Count the lines in the entries below that contain the string "lawn", with case counting. Give only the number.

▶ THE DATA
+---+
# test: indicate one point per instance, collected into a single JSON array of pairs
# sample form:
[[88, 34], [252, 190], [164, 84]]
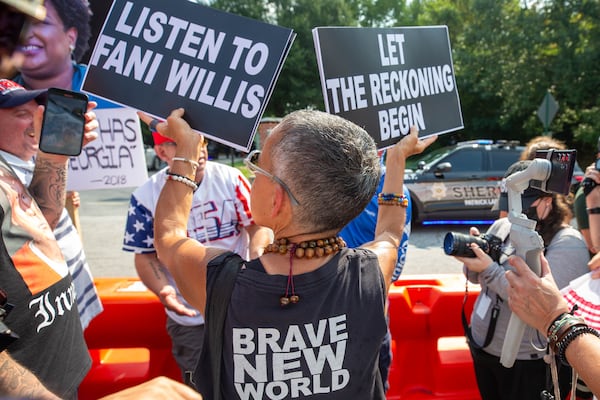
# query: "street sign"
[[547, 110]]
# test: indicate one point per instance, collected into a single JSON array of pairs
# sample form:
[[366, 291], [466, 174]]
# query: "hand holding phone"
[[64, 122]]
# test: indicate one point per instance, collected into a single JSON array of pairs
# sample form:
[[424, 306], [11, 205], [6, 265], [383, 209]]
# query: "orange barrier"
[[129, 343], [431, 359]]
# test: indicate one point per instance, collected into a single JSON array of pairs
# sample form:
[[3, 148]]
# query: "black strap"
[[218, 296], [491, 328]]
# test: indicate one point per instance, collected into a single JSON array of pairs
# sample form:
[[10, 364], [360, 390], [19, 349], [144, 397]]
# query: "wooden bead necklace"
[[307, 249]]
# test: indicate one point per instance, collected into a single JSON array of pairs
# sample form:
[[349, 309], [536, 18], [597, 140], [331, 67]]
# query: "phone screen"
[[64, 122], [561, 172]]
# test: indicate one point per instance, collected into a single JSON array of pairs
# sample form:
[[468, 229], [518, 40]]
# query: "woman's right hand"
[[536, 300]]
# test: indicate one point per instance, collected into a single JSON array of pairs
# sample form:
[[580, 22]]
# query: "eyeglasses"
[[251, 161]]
+---+
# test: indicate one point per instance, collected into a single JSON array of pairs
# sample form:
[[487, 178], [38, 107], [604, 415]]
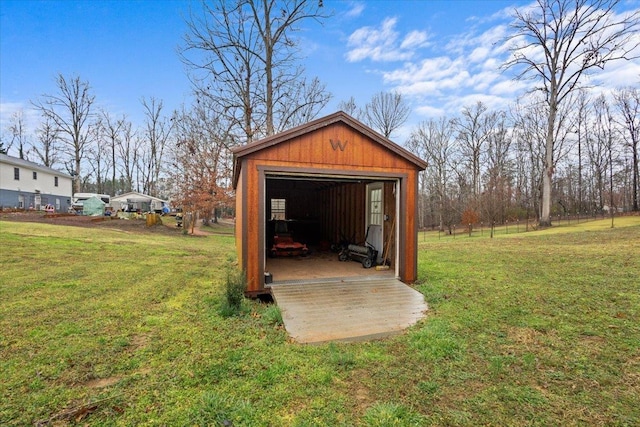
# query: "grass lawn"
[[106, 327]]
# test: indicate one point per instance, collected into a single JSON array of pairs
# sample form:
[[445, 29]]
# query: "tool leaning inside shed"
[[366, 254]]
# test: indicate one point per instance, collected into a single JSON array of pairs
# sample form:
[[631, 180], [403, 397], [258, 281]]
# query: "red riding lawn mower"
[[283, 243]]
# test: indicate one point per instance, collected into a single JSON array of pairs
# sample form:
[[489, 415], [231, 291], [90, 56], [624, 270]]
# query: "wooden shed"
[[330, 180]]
+---+
▶ EXERCISE SOLUTION
2